(SET TASKS):
[A] Decide whether each statement below agrees with the Mogo announcement. Answer yes or no for each and quote the deciding words of the announcement exactly.
(i) Raymond James Ltd. and Eight Capital are each owed a $250,000 success fee that the shares are paying.
(ii) The Shelf Prospectus is dated June 5, 2020.
(iii) The share issuance does not need TSX approval.
[B] From the Mogo announcement, extract the passage starting with "The Company also" and going on through "August 24, 2023.".

(DOCUMENT):
========================================================================

Mogo Announces Shares For Debt Issuance

 

Vancouver, British Columbia, June 5, 2020 – Mogo Inc. (TSX:MOGO) (NASDAQ:MOGO) (“Mogo” or the “Company”), one of Canada’s leading financial technology companies, today announced that it has agreed to issue an aggregate of 426,944 common shares (each, a “Common Share”) at a deemed price of $1.2566 per Common Share (the “Issue Price”) to settle the payment of certain fees and indebtedness owing by Mogo for services provided to the Company.

 

198,949 Common Shares are being issued to each of Raymond James Ltd. and Eight Capital (the “Financial Advisors”) in payment of a $250,000 success fee payable to each of them with respect to the successful approval of certain amendments to the Company’s 10.0% senior secured convertible debentures (the “Amendments”). The Issue Price was determined with reference to the volume-weighted average price of the common shares of the Company on the Toronto Stock Exchange (the “TSX”) during the five-day period ending on May 22, 2020, being the date on which the Amendments were approved. 29,046 Common Shares are being issued to a creditor of the Company (the “Creditor”) owing in connection with services provided by the Creditor. Issuance of the Common Shares is subject to approval of the TSX.

 

The Common Shares are being qualified by a prospectus supplement (the “Supplement”) to Mogo’s short form base shelf prospectus (the “Shelf Prospectus”) dated December 5, 2019, which is being filed today with the applicable securities regulatory authorities in Canada. No securities will be issued to any person other than the Financial Advisors and the Creditor pursuant to the Supplement. Copies of the Supplement and the Shelf Prospectus will be available on SEDAR at www.sedar.com.

 

Postmedia Amendment

 

The Company also announced that the amendment to the Common Share purchase warrants held by Postmedia Network Inc. (“Postmedia”) that was announced on June 3, 2020 will result in the exercise price of all such warrants being amended to $1.292. This amendment, as well as the extension of the term of certain warrants issued to Postmedia in 2016 that was announced on February 6, 2020, will be effective on or around June 17, 2020. Upon effectiveness of these amendments, Postmedia will hold an aggregate of 1,196,120 Common Share purchase warrants of Mogo exercisable at a price of $1.292, 1,546,120 of which will expire on January 25, 2023 and 350,000 of which will expire on August 24, 2023.

========================================================================

(MATERIAL):
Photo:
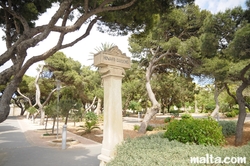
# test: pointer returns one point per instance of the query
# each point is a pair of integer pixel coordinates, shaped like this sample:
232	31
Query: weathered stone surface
111	65
113	57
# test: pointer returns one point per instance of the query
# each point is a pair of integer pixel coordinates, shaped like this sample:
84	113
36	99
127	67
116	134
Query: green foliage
135	105
175	113
91	116
231	114
136	127
167	119
198	131
150	128
154	150
90	121
32	110
210	107
228	127
186	116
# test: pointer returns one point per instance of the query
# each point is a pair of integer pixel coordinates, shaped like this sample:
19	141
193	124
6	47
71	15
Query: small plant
90	122
175	113
167	119
150	128
198	131
228	127
231	114
136	127
186	116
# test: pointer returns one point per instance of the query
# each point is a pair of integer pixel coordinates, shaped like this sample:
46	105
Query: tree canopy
18	22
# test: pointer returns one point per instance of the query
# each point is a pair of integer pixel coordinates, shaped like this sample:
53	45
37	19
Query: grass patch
154	150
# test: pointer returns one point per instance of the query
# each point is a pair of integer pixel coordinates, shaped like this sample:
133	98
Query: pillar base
104	159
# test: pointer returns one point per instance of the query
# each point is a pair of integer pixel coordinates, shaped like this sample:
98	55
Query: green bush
231	114
154	150
228	127
167	119
150	128
90	121
198	131
186	116
91	116
136	127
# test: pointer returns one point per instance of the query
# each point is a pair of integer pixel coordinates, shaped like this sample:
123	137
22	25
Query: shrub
175	113
230	114
91	116
154	150
136	127
228	127
198	131
167	119
150	128
186	116
90	121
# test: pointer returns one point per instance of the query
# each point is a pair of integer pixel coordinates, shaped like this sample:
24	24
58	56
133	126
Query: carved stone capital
112	71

========================================================================

(ANSWER LIST):
[A]
(i) Yes: "in payment of a $250,000 success fee payable to each of them"
(ii) No: "dated December 5, 2019"
(iii) No: "Issuance of the Common Shares is subject to approval of the TSX."

[B]
The Company also announced that the amendment to the Common Share purchase warrants held by Postmedia Network Inc. (“Postmedia”) that was announced on June 3, 2020 will result in the exercise price of all such warrants being amended to $1.292. This amendment, as well as the extension of the term of certain warrants issued to Postmedia in 2016 that was announced on February 6, 2020, will be effective on or around June 17, 2020. Upon effectiveness of these amendments, Postmedia will hold an aggregate of 1,196,120 Common Share purchase warrants of Mogo exercisable at a price of $1.292, 1,546,120 of which will expire on January 25, 2023 and 350,000 of which will expire on August 24, 2023.